## Written instruction
In the patch header below, how many files does the change affect, and how many insertions and deletions does it make?

## Text section

From 135e7e4306978d79a133086abb81707d8d9fb8a9 Mon Sep 17 00:00:00 2001
From: Christian Schwarz <christian@neon.tech>
Date: Wed, 18 Sep 2024 09:10:27 +0200
Subject: [PATCH 073/142] add `neon_local` subcommand for the broker & use that
 from regression tests (#8948)

There's currently no way to just start/stop broker from `neon_local`.

This PR
* adds a sub-command
* uses that sub-command from the test suite instead of the pre-existing
Python `subprocess` based approach.

Found this useful during investigation
https://github.com/neondatabase/cloud/issues/16886.
---
 control_plane/src/bin/neon_local.rs           | 40 ++++++++++
 test_runner/fixtures/broker.py                | 63 ---------------
 test_runner/fixtures/neon_fixtures.py         | 76 +++++++++++++------
 test_runner/regress/test_neon_cli.py          |  2 +
 .../regress/test_pageserver_generations.py    |  2 +-
 .../regress/test_storage_controller.py        |  6 +-
 test_runner/regress/test_wal_acceptor.py      |  9 +--
 7 files changed, 99 insertions(+), 99 deletions(-)

Records from a point annotation set:
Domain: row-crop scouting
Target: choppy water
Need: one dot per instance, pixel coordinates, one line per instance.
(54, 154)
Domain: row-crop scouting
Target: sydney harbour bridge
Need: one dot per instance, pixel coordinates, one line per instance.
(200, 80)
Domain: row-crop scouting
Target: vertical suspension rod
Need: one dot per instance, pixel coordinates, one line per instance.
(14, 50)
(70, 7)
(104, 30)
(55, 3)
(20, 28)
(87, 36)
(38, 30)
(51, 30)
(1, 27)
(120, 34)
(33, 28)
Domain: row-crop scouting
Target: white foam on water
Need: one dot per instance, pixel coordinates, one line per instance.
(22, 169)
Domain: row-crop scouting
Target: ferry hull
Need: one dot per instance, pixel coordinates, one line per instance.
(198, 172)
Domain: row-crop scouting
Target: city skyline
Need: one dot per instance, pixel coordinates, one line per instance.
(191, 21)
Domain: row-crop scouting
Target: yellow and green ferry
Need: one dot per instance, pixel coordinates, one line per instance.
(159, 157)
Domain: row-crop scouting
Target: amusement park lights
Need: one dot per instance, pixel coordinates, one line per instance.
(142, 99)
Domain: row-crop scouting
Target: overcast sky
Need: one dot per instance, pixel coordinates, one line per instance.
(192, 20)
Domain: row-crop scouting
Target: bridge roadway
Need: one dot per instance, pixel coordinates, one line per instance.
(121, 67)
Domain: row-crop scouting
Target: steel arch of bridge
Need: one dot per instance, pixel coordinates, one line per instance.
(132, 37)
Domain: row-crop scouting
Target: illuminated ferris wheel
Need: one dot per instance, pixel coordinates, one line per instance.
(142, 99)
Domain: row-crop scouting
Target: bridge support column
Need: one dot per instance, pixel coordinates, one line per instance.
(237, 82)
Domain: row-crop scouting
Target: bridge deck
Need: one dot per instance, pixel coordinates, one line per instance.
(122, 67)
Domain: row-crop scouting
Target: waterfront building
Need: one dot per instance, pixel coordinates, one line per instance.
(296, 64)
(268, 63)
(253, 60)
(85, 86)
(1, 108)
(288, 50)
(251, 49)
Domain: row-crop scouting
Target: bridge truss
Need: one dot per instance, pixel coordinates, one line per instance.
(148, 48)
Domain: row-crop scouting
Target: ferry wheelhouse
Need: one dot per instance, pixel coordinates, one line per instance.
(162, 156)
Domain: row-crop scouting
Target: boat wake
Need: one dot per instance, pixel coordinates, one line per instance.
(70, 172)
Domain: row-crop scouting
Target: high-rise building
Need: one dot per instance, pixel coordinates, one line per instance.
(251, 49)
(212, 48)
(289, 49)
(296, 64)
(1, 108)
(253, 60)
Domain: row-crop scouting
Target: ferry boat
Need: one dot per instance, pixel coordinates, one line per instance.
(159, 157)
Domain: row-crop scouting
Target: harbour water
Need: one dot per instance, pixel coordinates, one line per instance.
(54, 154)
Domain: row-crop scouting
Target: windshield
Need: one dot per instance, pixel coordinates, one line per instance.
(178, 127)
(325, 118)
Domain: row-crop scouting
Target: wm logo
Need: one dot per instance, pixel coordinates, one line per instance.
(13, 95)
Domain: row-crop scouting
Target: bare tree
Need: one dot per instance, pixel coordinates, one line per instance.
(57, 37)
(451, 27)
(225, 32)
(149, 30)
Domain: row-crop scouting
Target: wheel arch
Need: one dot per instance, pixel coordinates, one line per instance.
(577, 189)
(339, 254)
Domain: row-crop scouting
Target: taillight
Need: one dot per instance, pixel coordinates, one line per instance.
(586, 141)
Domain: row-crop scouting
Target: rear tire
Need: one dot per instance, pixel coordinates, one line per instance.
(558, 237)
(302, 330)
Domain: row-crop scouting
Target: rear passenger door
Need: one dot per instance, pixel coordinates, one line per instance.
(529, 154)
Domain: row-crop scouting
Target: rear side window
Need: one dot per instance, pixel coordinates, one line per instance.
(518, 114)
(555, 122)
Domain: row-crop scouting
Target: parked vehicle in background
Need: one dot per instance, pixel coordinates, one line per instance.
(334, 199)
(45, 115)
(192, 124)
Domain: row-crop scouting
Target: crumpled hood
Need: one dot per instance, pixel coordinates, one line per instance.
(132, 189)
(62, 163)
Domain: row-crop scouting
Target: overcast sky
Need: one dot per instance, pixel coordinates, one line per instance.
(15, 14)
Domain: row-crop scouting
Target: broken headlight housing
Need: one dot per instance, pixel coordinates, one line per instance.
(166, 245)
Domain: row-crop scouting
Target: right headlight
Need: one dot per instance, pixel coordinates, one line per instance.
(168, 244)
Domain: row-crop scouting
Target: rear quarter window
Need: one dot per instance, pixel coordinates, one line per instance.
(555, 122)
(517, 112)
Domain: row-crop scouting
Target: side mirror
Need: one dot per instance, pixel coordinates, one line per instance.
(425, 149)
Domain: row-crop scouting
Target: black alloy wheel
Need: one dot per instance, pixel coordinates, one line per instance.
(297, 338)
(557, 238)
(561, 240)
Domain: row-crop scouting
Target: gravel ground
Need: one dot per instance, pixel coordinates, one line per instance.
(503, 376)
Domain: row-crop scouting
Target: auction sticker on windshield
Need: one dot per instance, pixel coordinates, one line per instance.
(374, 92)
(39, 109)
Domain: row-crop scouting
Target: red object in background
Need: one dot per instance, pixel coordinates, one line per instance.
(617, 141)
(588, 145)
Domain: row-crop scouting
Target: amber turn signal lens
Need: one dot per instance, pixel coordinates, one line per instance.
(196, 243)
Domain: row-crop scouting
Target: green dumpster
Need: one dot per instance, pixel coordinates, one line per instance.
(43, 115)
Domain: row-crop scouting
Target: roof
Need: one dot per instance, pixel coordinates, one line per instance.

## Answer to this task
It affects 7 files, with 99 insertions and 99 deletions.